[Saved data entries]
· · · · ·

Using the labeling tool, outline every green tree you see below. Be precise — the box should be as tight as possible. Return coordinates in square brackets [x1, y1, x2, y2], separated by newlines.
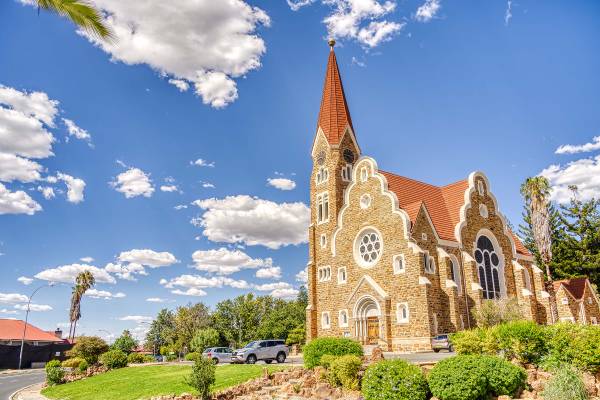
[37, 0, 114, 41]
[111, 329, 138, 354]
[190, 328, 221, 353]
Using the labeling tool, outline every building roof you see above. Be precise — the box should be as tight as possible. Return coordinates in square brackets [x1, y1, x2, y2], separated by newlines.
[317, 46, 354, 144]
[0, 319, 63, 342]
[552, 278, 588, 300]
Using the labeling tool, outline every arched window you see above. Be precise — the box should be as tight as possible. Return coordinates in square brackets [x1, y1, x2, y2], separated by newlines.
[475, 236, 500, 299]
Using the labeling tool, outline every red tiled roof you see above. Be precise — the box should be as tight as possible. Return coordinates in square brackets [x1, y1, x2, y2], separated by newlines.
[317, 47, 354, 144]
[379, 170, 529, 255]
[0, 319, 62, 342]
[552, 278, 587, 300]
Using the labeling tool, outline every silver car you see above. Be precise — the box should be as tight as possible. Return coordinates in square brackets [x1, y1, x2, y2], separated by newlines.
[202, 347, 233, 364]
[231, 340, 290, 364]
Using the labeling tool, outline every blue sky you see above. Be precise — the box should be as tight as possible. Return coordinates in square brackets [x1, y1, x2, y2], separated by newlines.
[0, 0, 600, 335]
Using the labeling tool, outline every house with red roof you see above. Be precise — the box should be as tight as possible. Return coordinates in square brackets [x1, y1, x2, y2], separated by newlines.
[306, 41, 551, 351]
[552, 277, 600, 325]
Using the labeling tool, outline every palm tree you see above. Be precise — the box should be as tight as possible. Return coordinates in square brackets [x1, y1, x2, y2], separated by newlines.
[521, 176, 558, 321]
[69, 271, 96, 339]
[37, 0, 114, 41]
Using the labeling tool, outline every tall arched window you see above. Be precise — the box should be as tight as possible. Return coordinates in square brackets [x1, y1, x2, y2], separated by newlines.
[475, 236, 501, 299]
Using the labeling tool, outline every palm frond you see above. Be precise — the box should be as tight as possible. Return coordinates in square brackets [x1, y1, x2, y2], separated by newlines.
[37, 0, 115, 42]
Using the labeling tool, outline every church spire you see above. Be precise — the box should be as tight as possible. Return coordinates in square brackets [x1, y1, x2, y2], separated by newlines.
[318, 39, 354, 144]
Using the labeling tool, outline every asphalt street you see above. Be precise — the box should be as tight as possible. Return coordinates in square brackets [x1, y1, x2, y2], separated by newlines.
[0, 369, 46, 400]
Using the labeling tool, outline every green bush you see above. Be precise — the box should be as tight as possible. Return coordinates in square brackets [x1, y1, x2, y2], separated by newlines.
[495, 321, 546, 363]
[429, 355, 526, 400]
[328, 354, 362, 390]
[542, 365, 588, 400]
[61, 357, 85, 368]
[186, 357, 217, 400]
[46, 360, 65, 386]
[100, 350, 127, 369]
[127, 353, 146, 364]
[362, 360, 429, 400]
[303, 338, 363, 368]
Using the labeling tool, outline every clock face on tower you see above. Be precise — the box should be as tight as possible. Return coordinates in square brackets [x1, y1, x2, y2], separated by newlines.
[344, 149, 354, 164]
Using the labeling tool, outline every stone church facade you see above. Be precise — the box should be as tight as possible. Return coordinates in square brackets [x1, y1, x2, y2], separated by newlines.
[307, 45, 550, 351]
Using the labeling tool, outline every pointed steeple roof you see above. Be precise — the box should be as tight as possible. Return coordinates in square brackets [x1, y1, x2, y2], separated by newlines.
[317, 40, 354, 144]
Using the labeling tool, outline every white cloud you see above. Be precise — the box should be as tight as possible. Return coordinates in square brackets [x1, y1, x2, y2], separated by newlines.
[17, 276, 33, 286]
[540, 155, 600, 204]
[117, 249, 179, 268]
[192, 247, 273, 275]
[119, 315, 152, 324]
[84, 289, 125, 300]
[49, 0, 270, 107]
[35, 264, 116, 283]
[0, 183, 42, 215]
[15, 304, 52, 311]
[56, 172, 85, 204]
[193, 195, 310, 249]
[267, 178, 296, 190]
[0, 153, 43, 182]
[169, 79, 190, 92]
[256, 267, 281, 279]
[190, 158, 215, 168]
[415, 0, 442, 22]
[555, 136, 600, 154]
[0, 293, 29, 304]
[111, 168, 154, 199]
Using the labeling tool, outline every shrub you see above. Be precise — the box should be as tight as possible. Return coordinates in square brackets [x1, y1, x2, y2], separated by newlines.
[127, 353, 146, 364]
[303, 338, 363, 368]
[328, 354, 362, 390]
[100, 350, 127, 369]
[46, 360, 65, 386]
[495, 321, 546, 363]
[186, 357, 217, 400]
[61, 357, 85, 368]
[362, 360, 429, 400]
[542, 365, 588, 400]
[68, 336, 108, 364]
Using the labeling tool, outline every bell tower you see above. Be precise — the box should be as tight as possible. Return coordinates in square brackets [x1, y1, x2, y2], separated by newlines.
[306, 39, 360, 340]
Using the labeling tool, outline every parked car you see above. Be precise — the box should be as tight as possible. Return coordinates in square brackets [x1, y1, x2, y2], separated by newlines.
[431, 335, 454, 353]
[202, 347, 233, 364]
[231, 340, 290, 364]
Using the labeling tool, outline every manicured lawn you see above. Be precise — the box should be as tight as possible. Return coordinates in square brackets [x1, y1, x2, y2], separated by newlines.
[42, 364, 278, 400]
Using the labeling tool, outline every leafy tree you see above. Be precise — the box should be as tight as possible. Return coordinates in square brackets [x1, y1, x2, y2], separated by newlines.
[190, 328, 221, 353]
[111, 329, 138, 354]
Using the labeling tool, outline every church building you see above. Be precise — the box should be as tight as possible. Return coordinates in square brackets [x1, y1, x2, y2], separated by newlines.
[307, 41, 556, 351]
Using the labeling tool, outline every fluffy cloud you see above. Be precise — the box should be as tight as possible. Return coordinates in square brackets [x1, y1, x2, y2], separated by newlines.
[84, 289, 125, 300]
[35, 264, 116, 283]
[256, 267, 281, 279]
[555, 136, 600, 154]
[415, 0, 442, 22]
[192, 247, 273, 275]
[56, 172, 85, 204]
[267, 178, 296, 190]
[288, 0, 405, 48]
[540, 155, 600, 204]
[193, 195, 310, 249]
[0, 183, 42, 215]
[17, 276, 33, 285]
[110, 168, 154, 199]
[51, 0, 270, 108]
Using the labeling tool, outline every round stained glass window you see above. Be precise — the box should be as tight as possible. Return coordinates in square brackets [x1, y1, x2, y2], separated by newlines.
[355, 229, 383, 267]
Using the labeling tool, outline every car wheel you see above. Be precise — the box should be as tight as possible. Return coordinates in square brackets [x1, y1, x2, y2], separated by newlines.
[277, 352, 285, 364]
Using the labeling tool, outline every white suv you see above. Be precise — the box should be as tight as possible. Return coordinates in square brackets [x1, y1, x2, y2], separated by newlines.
[231, 340, 289, 364]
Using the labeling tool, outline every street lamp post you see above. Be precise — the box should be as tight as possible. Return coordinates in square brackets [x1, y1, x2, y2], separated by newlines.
[19, 282, 54, 369]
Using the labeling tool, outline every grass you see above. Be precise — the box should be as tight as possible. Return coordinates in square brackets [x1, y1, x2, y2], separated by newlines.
[42, 364, 286, 400]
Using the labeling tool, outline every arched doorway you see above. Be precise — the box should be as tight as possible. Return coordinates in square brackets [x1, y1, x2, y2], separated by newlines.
[354, 296, 381, 344]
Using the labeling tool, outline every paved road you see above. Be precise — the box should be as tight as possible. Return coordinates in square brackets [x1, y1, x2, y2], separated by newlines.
[0, 369, 46, 400]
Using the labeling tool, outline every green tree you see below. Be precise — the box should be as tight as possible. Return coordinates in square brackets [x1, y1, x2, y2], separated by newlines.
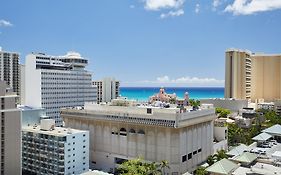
[213, 149, 228, 161]
[216, 108, 231, 118]
[195, 167, 208, 175]
[207, 155, 215, 166]
[117, 158, 169, 175]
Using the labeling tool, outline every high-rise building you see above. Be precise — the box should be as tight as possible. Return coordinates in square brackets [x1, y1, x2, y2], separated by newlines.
[0, 81, 21, 175]
[25, 52, 96, 126]
[0, 48, 20, 95]
[93, 78, 120, 103]
[225, 49, 281, 101]
[224, 49, 252, 99]
[61, 99, 216, 175]
[22, 118, 89, 175]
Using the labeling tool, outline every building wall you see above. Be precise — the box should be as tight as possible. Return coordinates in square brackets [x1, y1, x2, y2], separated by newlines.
[225, 49, 281, 101]
[93, 78, 120, 103]
[25, 54, 96, 126]
[200, 99, 248, 112]
[63, 115, 213, 174]
[251, 55, 281, 101]
[0, 81, 21, 175]
[225, 50, 251, 99]
[0, 50, 20, 95]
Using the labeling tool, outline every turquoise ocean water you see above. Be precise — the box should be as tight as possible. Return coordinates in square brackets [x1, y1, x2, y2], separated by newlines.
[120, 87, 224, 101]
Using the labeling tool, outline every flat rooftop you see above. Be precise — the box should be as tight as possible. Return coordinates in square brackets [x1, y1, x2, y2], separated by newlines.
[61, 103, 216, 128]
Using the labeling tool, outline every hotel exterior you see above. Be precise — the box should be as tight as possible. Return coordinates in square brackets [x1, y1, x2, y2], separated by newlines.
[61, 100, 216, 175]
[225, 49, 281, 101]
[22, 119, 89, 175]
[0, 81, 21, 175]
[25, 52, 96, 126]
[93, 78, 120, 103]
[0, 47, 20, 95]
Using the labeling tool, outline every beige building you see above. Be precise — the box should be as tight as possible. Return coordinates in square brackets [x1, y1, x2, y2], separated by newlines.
[61, 100, 216, 175]
[0, 81, 21, 175]
[225, 49, 281, 101]
[93, 78, 120, 103]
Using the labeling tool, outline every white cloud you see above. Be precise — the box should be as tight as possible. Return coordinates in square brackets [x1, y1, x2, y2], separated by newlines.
[213, 0, 221, 8]
[160, 9, 184, 18]
[224, 0, 281, 15]
[142, 0, 185, 19]
[0, 19, 13, 27]
[144, 0, 185, 10]
[195, 4, 200, 13]
[122, 75, 224, 87]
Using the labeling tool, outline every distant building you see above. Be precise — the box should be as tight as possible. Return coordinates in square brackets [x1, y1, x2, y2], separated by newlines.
[25, 52, 96, 126]
[61, 99, 216, 175]
[0, 81, 21, 175]
[0, 48, 20, 95]
[22, 119, 89, 175]
[93, 78, 120, 103]
[225, 49, 281, 101]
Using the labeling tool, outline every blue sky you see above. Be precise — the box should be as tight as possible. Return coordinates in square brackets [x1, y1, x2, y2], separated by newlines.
[0, 0, 281, 87]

· · · · ·

TASK BRIEF:
Rewrite the entries starting at the line that contains "Using the labeling tool, outline every house" and ending at the line that contains "[552, 277, 600, 325]", swapping "red roof" for "terracotta roof" and leaving everything else unchanged.

ANSWER TO THE PROBLEM:
Using the labeling tool, outline every house with terracotta roof you see above. Be precise — the box should be as tight as possible. Return coordinates in square brackets [x1, y1, x2, y2], separated by newlines.
[306, 41, 551, 351]
[552, 277, 600, 325]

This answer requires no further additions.